• [What to work on]
Copy word for word the passage of the court opinion that opens with the words "CERTIFIED FOR PUBLICATION" and closes with "We otherwise affirm.".

— START Source text —

CERTIFIED FOR PUBLICATION
Affirmed in part, reversed in part, and remanded.
Defendant and appellant Illuminado Espiritu (defendant) was convicted of attempted voluntary manslaughter (Pen. Code, §§ 664, and 192, subd. (a)*fn1 ), and battery with serious bodily injury (§ 243, subd. (d)). The jury initially found "not true" the allegation that defendant personally used a deadly weapon, but after the trial court sent the jury back for further deliberations to reconsider its verdict, they ultimately found the allegation to be true. On appeal, defendant contends that the trial court erred by not recording the jury's original "not true" finding on defendant's use of a deadly weapon allegation. We reverse the true finding on the use of a deadly weapon allegation under section 1161 and because the trial court controlled the verdict. We remand the matter for resentencing. We otherwise affirm.
A. Factual Background
Noemi Espiritu, defendant's former wife, testified that on October 9, 2009, defendant entered her residence, stated to her that, "I will kill you," stabbed her several times with a knife, and choked her.*fn2 During the encounter, Noemi held defendant's hand to prevent being stabbed again, and defendant stabbed himself. Noemi yelled to their son to call 911.
The son testified that he called 911 to report the incident, and saw his parents struggling over a knife. The son kicked his father and hit him with a kitchen chair, causing defendant to drop the knife.
Defendant testified that Noemi stabbed him first. During the incident, defendant and Noemi wrestled over the knife, and that may have caused Noemi to suffer her stab wounds. Defendant told a police officer that he only stabbed Noemi in self-defense.
B. Procedural Background
The District Attorney of Los Angeles County filed a second amended information charging defendant with first degree burglary in violation of section 459 (count 1), attempted first degree murder in violation of sections 664 and 187, subdivision (a) (count 2), and mayhem in violation of section 203 (count 3).*fn3 As to the charge of attempted first degree murder, it was alleged that defendant personally inflicted great bodily injury under circumstances involving domestic violence within the meaning of section 12022.7, subdivision (e), and defendant personally used a deadly and dangerous weapon, a knife, within the meaning of section 12022, subdivision (b)(1).
The matter was tried before a jury. The jury found defendant (1) not guilty of burglary, (2) not guilty of attempted murder, but guilty of the lesser offense of attempted voluntary manslaughter, and (3) not guilty of mayhem, but guilty of the lesser offense of battery with serious bodily injury. The jury also found true the allegations that the offense of attempted voluntary manslaughter involved great bodily injury under circumstances involving domestic violence, and that defendant personally used a deadly and dangerous weapon. The trial court sentenced defendant to a prison term of eight years.

— END Source text —
— START Provided material —

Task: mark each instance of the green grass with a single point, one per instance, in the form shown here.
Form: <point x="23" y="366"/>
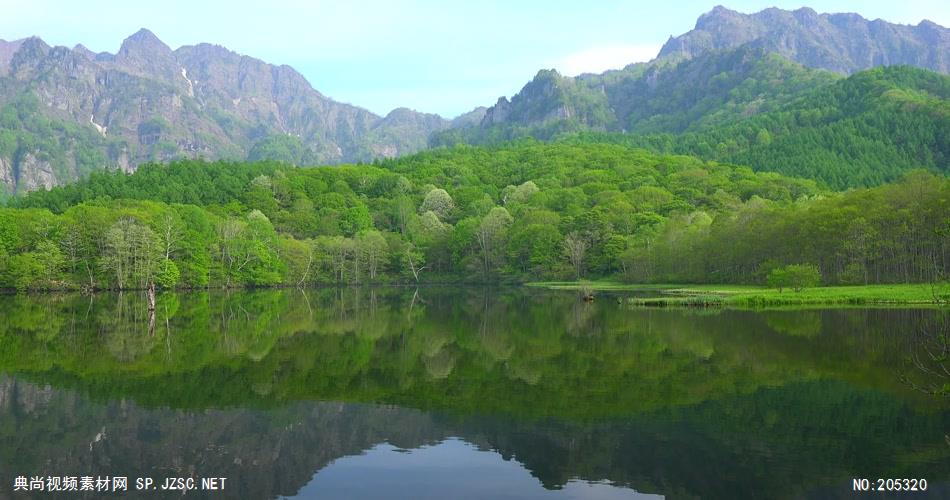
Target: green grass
<point x="754" y="296"/>
<point x="600" y="286"/>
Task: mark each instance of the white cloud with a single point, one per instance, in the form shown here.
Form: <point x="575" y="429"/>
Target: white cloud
<point x="600" y="59"/>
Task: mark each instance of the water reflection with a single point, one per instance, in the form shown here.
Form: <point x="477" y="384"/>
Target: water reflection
<point x="273" y="389"/>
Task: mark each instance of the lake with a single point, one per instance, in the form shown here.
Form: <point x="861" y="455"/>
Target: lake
<point x="446" y="392"/>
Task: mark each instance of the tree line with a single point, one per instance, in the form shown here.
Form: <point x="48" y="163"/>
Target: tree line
<point x="518" y="212"/>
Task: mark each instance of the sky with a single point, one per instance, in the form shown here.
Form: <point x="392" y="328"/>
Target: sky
<point x="437" y="56"/>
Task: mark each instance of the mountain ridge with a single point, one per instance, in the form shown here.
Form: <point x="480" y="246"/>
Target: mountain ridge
<point x="148" y="102"/>
<point x="840" y="42"/>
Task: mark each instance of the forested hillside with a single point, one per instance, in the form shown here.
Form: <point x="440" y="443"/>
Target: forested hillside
<point x="669" y="95"/>
<point x="524" y="211"/>
<point x="865" y="130"/>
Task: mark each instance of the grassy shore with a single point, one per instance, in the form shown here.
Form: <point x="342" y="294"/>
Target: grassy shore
<point x="749" y="295"/>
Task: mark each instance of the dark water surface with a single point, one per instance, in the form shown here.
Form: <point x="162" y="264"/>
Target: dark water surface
<point x="469" y="393"/>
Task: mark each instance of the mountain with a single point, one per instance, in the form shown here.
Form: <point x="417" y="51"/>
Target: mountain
<point x="764" y="90"/>
<point x="864" y="130"/>
<point x="844" y="43"/>
<point x="65" y="112"/>
<point x="665" y="95"/>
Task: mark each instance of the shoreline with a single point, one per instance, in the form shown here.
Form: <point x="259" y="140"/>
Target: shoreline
<point x="718" y="295"/>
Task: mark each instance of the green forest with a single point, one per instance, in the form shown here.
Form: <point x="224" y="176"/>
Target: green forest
<point x="860" y="131"/>
<point x="517" y="212"/>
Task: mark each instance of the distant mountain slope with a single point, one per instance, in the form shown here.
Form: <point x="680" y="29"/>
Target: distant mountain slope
<point x="65" y="112"/>
<point x="666" y="95"/>
<point x="864" y="130"/>
<point x="764" y="90"/>
<point x="844" y="43"/>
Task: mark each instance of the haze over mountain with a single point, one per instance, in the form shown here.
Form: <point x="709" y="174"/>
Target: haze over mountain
<point x="726" y="66"/>
<point x="66" y="112"/>
<point x="843" y="43"/>
<point x="763" y="90"/>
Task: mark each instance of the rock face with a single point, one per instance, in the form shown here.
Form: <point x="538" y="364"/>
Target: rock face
<point x="76" y="111"/>
<point x="843" y="43"/>
<point x="731" y="65"/>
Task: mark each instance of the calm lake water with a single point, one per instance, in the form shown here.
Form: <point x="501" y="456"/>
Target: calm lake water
<point x="469" y="393"/>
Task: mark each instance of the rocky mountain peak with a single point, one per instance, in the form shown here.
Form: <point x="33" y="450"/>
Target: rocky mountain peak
<point x="143" y="42"/>
<point x="843" y="43"/>
<point x="30" y="53"/>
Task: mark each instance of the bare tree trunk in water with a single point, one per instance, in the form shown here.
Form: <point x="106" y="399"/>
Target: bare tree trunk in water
<point x="151" y="308"/>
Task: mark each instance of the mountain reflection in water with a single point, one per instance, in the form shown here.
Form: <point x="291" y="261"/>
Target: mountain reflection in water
<point x="467" y="393"/>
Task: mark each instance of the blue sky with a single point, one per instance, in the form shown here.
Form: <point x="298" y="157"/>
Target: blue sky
<point x="435" y="56"/>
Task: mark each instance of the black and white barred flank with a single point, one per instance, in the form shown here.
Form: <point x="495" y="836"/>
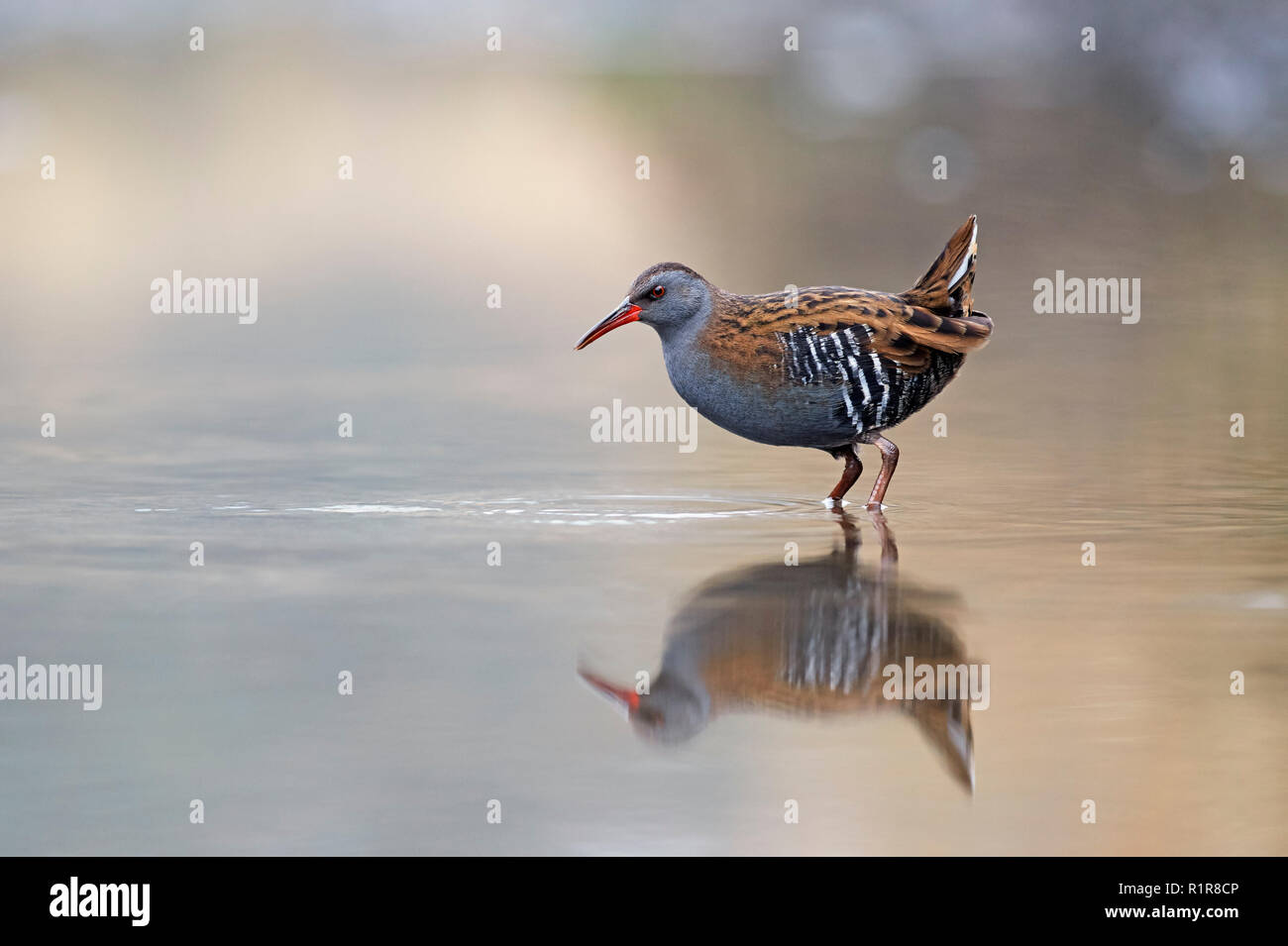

— END Provided material —

• [Exercise solution]
CERTIFIED FOR PUBLICATION
Affirmed in part, reversed in part, and remanded.
Defendant and appellant Illuminado Espiritu (defendant) was convicted of attempted voluntary manslaughter (Pen. Code, §§ 664, and 192, subd. (a)*fn1 ), and battery with serious bodily injury (§ 243, subd. (d)). The jury initially found "not true" the allegation that defendant personally used a deadly weapon, but after the trial court sent the jury back for further deliberations to reconsider its verdict, they ultimately found the allegation to be true. On appeal, defendant contends that the trial court erred by not recording the jury's original "not true" finding on defendant's use of a deadly weapon allegation. We reverse the true finding on the use of a deadly weapon allegation under section 1161 and because the trial court controlled the verdict. We remand the matter for resentencing. We otherwise affirm.